* _Task goal_: Output the records from the line with "We need ground-truth boxes for camera" to the line with "[243,86,283,95]" as a Markdown table with the columns No. and Line, numbering each row and omitting blank lines.

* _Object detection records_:
= = = =

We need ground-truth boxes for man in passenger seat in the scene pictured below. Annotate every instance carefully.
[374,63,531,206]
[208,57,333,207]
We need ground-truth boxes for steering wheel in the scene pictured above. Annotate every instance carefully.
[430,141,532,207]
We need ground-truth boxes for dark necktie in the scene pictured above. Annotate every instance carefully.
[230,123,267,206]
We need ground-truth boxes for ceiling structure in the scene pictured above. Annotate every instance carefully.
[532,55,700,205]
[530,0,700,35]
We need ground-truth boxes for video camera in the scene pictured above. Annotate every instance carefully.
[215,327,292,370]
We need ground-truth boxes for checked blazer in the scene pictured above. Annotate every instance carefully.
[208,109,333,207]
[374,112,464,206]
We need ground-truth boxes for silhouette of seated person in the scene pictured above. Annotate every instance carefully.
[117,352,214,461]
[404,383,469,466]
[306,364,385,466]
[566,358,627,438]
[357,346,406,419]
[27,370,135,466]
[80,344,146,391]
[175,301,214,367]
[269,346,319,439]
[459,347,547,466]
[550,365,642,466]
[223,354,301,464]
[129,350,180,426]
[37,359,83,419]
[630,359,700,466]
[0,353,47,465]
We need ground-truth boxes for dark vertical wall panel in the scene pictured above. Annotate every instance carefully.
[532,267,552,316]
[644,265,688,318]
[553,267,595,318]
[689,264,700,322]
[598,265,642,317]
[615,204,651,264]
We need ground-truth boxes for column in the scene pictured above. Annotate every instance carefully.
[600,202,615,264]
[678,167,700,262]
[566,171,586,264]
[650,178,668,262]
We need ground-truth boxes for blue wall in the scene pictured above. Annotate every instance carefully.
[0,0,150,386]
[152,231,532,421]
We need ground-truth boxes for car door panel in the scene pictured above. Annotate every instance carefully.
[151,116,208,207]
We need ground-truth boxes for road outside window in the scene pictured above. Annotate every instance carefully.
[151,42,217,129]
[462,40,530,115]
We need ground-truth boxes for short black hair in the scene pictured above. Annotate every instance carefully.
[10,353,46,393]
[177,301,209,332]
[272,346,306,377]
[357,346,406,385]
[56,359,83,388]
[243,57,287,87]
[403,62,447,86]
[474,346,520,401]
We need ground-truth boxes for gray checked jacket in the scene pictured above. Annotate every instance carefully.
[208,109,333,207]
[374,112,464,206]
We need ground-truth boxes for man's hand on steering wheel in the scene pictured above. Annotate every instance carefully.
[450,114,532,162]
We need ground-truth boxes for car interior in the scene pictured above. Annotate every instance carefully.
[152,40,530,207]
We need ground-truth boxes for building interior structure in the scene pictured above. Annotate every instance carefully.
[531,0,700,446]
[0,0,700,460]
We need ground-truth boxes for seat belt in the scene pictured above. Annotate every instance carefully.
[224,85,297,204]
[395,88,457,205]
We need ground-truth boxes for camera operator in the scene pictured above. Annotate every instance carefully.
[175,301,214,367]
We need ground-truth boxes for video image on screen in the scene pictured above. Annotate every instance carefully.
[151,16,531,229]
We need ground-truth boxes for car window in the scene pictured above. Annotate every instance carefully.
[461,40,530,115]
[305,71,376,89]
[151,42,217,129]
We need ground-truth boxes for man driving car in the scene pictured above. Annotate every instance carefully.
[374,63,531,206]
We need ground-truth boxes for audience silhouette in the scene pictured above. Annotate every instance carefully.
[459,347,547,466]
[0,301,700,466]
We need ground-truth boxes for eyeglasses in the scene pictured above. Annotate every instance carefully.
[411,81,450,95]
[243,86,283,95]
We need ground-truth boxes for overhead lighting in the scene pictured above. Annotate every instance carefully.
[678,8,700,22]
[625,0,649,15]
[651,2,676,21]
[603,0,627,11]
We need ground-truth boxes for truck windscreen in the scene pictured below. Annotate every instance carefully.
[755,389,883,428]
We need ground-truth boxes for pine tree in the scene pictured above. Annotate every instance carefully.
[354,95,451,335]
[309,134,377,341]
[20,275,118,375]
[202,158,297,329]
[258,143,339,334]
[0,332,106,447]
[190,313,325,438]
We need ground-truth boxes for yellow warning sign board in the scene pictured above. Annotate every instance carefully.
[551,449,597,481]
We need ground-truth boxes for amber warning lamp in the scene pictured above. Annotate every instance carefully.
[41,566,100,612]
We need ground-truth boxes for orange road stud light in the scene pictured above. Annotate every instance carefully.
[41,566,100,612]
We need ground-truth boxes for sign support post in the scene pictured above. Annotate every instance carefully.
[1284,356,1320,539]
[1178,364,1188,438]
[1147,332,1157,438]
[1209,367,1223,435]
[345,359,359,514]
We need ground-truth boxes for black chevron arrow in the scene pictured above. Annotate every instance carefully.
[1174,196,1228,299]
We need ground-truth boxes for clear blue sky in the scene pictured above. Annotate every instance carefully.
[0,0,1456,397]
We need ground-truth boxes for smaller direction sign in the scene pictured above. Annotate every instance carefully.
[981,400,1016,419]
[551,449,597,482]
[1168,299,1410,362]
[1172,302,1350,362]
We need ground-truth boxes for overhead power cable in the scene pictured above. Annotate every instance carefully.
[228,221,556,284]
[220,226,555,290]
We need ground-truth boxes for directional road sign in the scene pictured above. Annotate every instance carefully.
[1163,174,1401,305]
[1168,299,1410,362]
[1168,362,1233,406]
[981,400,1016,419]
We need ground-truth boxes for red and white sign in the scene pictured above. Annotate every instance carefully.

= = = =

* _Result of this exercise_:
| No. | Line |
|---|---|
| 1 | We need ground-truth boxes for camera operator in the scene pictured above. Annotate every instance carefully. |
| 2 | [175,301,214,367] |
| 3 | We need ground-truth boxes for video image on screen in the scene pictured above. Annotate every instance carefully. |
| 4 | [151,16,531,229] |
| 5 | We need ground-truth boxes for car window in the scene pictured above. Annotate every instance carefully. |
| 6 | [461,40,530,115] |
| 7 | [305,71,376,89] |
| 8 | [151,42,217,129] |
| 9 | We need ground-truth boxes for man driving car in the scene pictured above. Annotate every instance carefully. |
| 10 | [374,63,531,206] |
| 11 | We need ground-truth boxes for audience silhouette in the scene pictured above. Annotate every instance carefully. |
| 12 | [459,347,547,466] |
| 13 | [0,301,700,466] |
| 14 | We need ground-truth boxes for eyeglasses in the scene pictured above. Annotate every instance carefully. |
| 15 | [411,81,450,95] |
| 16 | [243,86,283,95] |